**Source data**:
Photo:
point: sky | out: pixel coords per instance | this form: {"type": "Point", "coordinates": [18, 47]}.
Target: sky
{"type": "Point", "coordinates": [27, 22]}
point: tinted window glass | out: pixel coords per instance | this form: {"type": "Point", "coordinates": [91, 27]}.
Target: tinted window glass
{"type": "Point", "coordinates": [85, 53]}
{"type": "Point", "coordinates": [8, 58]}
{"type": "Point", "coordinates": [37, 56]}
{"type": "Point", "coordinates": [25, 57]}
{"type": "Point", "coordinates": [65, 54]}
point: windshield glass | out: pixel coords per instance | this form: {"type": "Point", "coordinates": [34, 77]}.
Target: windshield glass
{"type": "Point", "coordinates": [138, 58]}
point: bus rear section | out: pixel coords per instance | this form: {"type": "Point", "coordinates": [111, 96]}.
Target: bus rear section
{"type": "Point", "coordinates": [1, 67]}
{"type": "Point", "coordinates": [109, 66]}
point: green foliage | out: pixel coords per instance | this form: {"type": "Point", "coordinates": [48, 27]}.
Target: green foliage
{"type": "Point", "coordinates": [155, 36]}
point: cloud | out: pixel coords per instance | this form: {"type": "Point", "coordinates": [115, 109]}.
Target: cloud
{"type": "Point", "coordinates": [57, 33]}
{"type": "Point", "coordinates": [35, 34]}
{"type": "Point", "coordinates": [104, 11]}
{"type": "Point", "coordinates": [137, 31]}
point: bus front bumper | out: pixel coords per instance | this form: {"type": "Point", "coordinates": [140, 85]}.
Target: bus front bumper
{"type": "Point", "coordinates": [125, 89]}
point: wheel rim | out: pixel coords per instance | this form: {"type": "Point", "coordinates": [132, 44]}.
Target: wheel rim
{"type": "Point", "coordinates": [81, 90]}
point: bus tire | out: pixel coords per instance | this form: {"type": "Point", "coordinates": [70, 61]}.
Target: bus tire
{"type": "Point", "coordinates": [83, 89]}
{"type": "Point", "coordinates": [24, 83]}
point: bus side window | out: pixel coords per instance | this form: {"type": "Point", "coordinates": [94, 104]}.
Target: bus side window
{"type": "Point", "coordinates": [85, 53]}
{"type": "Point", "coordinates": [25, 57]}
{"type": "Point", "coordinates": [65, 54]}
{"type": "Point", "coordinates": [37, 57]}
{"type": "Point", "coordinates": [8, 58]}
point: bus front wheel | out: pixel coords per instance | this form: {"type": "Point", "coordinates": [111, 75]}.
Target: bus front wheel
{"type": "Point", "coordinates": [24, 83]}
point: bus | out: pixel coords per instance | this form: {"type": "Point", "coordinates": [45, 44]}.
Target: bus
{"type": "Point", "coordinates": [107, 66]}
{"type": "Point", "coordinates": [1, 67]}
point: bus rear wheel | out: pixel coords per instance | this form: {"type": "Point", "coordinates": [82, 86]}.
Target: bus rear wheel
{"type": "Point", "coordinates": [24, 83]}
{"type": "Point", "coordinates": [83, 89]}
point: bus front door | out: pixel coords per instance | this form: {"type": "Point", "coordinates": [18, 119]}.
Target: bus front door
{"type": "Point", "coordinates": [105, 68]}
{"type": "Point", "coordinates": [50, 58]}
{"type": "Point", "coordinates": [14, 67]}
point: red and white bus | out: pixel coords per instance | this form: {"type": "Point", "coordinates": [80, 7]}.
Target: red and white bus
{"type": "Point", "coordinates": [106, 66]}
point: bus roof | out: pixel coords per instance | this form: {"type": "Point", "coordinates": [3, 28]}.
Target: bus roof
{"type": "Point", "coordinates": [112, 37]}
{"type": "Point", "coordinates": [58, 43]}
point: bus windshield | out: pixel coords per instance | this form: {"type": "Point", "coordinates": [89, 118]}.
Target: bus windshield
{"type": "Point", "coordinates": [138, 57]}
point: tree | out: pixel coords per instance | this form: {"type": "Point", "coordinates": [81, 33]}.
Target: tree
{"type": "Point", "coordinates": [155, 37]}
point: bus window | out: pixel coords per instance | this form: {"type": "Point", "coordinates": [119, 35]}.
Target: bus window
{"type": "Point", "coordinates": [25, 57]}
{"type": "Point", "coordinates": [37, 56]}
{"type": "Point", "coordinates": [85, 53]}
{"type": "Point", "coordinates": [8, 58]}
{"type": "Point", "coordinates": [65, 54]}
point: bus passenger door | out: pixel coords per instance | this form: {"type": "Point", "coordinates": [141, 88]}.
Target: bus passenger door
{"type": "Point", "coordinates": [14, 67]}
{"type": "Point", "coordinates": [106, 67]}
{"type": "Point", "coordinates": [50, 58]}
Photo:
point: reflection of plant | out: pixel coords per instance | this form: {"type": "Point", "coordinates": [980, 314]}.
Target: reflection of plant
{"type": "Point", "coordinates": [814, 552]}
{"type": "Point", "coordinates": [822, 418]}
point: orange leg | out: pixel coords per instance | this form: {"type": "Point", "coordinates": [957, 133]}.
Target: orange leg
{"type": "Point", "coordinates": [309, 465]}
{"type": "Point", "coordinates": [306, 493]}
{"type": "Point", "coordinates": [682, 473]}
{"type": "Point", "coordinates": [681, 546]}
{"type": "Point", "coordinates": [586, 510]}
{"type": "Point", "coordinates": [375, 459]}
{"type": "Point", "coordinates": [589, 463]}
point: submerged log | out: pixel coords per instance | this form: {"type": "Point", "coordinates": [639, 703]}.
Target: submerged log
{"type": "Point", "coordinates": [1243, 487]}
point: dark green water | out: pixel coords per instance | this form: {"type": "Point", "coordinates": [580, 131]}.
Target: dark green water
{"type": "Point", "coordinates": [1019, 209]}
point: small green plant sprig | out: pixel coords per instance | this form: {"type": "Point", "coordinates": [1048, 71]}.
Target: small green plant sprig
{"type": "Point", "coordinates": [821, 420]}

**Activity**: Take from the material above the lines running from the one with "Target: red and white bus" through the one with "point: tree |", and repeat them exactly, with nothing else.

**Result**:
Target: red and white bus
{"type": "Point", "coordinates": [106, 66]}
point: bus roof | out: pixel coords per instance | this form: {"type": "Point", "coordinates": [3, 28]}.
Target: bus roof
{"type": "Point", "coordinates": [112, 37]}
{"type": "Point", "coordinates": [58, 43]}
point: bus windshield | out: pixel coords per instance | this form: {"type": "Point", "coordinates": [89, 118]}.
Target: bus windshield
{"type": "Point", "coordinates": [138, 57]}
point: tree | out: pixel coords per instance | this form: {"type": "Point", "coordinates": [81, 33]}.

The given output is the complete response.